##### Available records #####

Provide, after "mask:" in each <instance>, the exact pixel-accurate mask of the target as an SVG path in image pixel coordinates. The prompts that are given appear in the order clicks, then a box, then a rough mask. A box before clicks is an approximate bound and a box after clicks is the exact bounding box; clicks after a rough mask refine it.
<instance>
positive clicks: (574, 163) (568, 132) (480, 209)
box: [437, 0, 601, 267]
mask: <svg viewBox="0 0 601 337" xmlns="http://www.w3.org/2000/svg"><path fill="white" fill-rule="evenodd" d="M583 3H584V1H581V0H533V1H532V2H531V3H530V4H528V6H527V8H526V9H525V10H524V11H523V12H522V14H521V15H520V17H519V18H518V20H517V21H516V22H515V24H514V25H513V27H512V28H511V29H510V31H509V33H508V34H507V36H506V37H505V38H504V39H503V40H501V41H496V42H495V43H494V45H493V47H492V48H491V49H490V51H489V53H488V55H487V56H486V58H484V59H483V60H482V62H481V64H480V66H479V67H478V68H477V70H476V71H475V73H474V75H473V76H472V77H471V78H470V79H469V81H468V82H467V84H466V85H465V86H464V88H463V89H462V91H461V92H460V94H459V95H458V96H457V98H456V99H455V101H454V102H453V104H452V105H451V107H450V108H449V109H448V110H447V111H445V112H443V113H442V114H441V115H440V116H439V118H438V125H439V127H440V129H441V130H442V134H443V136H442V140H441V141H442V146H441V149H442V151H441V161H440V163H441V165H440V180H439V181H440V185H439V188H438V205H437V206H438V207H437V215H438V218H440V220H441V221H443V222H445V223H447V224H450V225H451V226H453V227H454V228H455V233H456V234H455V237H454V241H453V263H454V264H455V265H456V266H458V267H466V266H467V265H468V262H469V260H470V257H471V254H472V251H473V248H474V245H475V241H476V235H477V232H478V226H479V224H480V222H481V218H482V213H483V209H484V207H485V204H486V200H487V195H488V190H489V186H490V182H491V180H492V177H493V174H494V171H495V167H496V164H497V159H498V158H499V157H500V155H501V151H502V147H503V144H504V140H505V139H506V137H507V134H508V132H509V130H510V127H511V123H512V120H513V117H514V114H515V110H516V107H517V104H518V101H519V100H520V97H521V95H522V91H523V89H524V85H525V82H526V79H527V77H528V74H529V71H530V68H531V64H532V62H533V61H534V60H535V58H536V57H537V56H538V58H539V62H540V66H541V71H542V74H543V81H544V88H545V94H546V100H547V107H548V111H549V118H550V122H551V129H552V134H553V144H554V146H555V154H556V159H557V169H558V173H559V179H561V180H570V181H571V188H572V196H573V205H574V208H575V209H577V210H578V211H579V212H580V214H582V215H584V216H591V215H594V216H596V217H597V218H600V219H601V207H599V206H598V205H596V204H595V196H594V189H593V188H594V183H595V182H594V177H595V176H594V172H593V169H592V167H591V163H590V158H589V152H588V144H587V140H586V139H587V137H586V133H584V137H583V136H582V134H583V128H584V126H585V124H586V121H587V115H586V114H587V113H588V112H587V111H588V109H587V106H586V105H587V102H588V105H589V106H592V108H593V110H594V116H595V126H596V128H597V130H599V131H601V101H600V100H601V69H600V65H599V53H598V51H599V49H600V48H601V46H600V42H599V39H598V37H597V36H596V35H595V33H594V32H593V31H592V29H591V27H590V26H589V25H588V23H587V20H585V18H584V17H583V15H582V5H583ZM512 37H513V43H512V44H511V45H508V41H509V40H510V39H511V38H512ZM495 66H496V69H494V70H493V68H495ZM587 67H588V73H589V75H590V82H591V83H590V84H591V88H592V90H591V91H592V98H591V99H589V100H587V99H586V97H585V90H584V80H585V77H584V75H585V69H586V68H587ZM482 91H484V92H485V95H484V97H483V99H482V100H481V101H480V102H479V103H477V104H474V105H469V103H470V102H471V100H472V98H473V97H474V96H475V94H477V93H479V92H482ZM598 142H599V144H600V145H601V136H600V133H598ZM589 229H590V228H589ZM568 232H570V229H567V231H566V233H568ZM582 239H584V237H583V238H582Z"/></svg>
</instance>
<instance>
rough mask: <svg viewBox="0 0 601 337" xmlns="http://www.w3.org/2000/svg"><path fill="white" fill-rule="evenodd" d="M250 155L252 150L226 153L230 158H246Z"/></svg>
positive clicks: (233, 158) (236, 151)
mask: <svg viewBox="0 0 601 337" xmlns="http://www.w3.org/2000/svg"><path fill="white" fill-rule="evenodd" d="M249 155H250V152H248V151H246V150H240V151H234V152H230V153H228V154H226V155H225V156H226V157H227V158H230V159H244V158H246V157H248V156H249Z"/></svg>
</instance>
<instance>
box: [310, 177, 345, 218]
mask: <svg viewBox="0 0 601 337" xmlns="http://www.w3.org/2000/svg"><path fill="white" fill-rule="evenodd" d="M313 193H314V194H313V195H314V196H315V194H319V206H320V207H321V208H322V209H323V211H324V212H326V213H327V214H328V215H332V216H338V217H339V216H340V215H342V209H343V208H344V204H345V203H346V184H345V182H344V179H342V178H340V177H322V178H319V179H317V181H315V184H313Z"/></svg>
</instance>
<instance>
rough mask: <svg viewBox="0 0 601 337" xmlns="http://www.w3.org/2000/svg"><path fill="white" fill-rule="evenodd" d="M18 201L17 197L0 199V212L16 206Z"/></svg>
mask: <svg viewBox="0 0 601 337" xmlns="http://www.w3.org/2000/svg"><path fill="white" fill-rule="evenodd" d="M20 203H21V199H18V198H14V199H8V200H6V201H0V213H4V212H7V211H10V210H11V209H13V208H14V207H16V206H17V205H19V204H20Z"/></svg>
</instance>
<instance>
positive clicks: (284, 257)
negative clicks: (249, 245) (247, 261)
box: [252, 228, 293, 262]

#####

**Work item:**
Reproduce the material in full, keeping every line exactly as given.

**Solution to the problem:**
Provide, after "mask:" in each <instance>, the exact pixel-accurate mask of the target as an SVG path in image pixel coordinates. The prompts that are given appear in the order clicks, then a box, then a rough mask. A box before clicks is an approximate bound and a box after clicks is the exact bounding box; clicks after a rough mask refine it.
<instance>
positive clicks: (574, 163) (568, 132) (480, 209)
box: [437, 0, 601, 267]
mask: <svg viewBox="0 0 601 337" xmlns="http://www.w3.org/2000/svg"><path fill="white" fill-rule="evenodd" d="M583 3H584V1H581V0H533V1H532V2H531V3H530V4H528V6H527V8H526V9H525V10H524V11H523V12H522V14H521V15H520V17H519V18H518V20H517V21H516V22H515V24H514V25H513V27H512V28H511V29H510V31H509V33H508V34H507V36H506V37H505V38H504V39H503V40H501V41H496V42H495V43H494V45H493V47H492V48H491V49H490V51H489V53H488V55H487V56H486V58H484V59H483V60H482V62H481V64H480V66H479V67H478V68H477V70H476V71H475V73H474V75H473V76H472V77H471V78H470V79H469V81H468V82H467V84H466V85H465V86H464V88H463V89H462V91H461V92H460V94H459V95H458V96H457V98H456V99H455V101H454V102H453V104H452V105H451V107H450V108H449V109H448V110H447V111H445V112H443V113H442V114H441V115H440V116H439V118H438V125H439V127H440V129H441V130H442V134H443V136H442V140H441V141H442V146H441V149H442V151H441V161H440V163H441V165H440V180H439V181H440V185H439V188H438V205H437V206H438V207H437V215H438V218H440V220H441V221H443V222H445V223H447V224H450V225H451V226H453V227H454V228H455V233H456V234H455V237H454V241H453V263H454V264H455V265H456V266H458V267H466V266H467V265H468V262H469V260H470V257H471V254H472V251H473V248H474V245H475V241H476V235H477V232H478V226H479V224H480V222H481V218H482V213H483V209H484V207H485V204H486V200H487V195H488V190H489V186H490V182H491V180H492V177H493V174H494V171H495V167H496V164H497V159H498V158H499V157H500V155H501V151H502V147H503V144H504V140H505V139H506V137H507V134H508V132H509V130H510V127H511V123H512V120H513V117H514V114H515V110H516V107H517V104H518V101H519V100H520V97H521V95H522V91H523V89H524V85H525V82H526V79H527V77H528V74H529V71H530V68H531V64H532V62H533V61H534V60H535V58H536V57H537V56H538V58H539V62H540V66H541V71H542V74H543V81H544V88H545V94H546V100H547V107H548V111H549V118H550V122H551V129H552V134H553V144H554V146H555V154H556V159H557V169H558V173H559V179H561V180H570V181H571V188H572V196H573V205H574V208H575V209H577V210H578V211H579V212H580V214H582V215H584V216H591V215H594V216H596V217H597V218H600V219H601V207H599V206H598V205H596V204H595V196H594V189H593V188H594V183H595V182H594V177H595V176H594V172H593V169H592V167H591V163H590V158H589V152H588V144H587V140H586V139H587V137H586V133H584V137H583V136H582V134H583V128H584V126H585V124H586V121H587V115H586V114H587V113H588V112H587V111H588V109H587V106H586V105H587V102H588V105H589V106H592V108H593V110H594V116H595V126H596V128H597V130H599V131H601V101H600V100H601V69H600V65H599V53H598V51H599V49H600V48H601V46H600V42H599V39H598V37H597V36H596V35H595V33H594V32H593V31H592V29H591V27H590V26H589V25H588V23H587V20H585V18H584V17H583V15H582V5H583ZM512 37H513V43H512V44H511V45H508V41H509V40H510V39H511V38H512ZM495 66H496V69H494V70H493V68H495ZM587 67H588V73H589V75H590V82H591V83H590V84H591V88H592V90H591V91H592V98H591V99H589V100H587V99H586V97H585V90H584V80H585V77H584V75H585V69H586V68H587ZM482 91H484V92H485V95H484V97H483V99H482V100H481V101H480V102H479V103H477V104H474V105H469V103H470V102H471V100H472V98H473V97H474V96H475V94H477V93H479V92H482ZM598 142H599V144H600V145H601V136H600V133H598ZM589 229H590V228H589ZM568 232H570V229H567V231H566V233H568ZM582 239H584V237H583V238H582Z"/></svg>
</instance>
<instance>
rough mask: <svg viewBox="0 0 601 337" xmlns="http://www.w3.org/2000/svg"><path fill="white" fill-rule="evenodd" d="M250 155L252 150L226 153L230 158H246Z"/></svg>
positive clicks: (233, 158) (236, 151)
mask: <svg viewBox="0 0 601 337" xmlns="http://www.w3.org/2000/svg"><path fill="white" fill-rule="evenodd" d="M249 155H250V152H248V151H246V150H240V151H234V152H230V153H228V154H226V155H225V156H226V157H227V158H230V159H244V158H246V157H248V156H249Z"/></svg>
</instance>
<instance>
box: [310, 177, 345, 218]
mask: <svg viewBox="0 0 601 337" xmlns="http://www.w3.org/2000/svg"><path fill="white" fill-rule="evenodd" d="M313 193H314V194H313V195H314V196H315V194H319V206H320V207H321V208H322V209H323V211H324V212H326V213H327V214H328V215H332V216H338V217H339V216H340V215H342V209H343V208H344V204H345V203H346V184H345V182H344V179H342V178H340V177H322V178H319V179H317V181H315V184H313Z"/></svg>
</instance>
<instance>
rough mask: <svg viewBox="0 0 601 337" xmlns="http://www.w3.org/2000/svg"><path fill="white" fill-rule="evenodd" d="M18 201L17 197L0 199V212L16 206Z"/></svg>
mask: <svg viewBox="0 0 601 337" xmlns="http://www.w3.org/2000/svg"><path fill="white" fill-rule="evenodd" d="M20 203H21V199H18V198H14V199H8V200H6V201H0V213H4V212H7V211H10V210H11V209H13V208H14V207H16V206H17V205H19V204H20Z"/></svg>
</instance>
<instance>
positive clicks: (284, 257)
negative clicks: (249, 245) (247, 261)
box: [252, 228, 293, 262]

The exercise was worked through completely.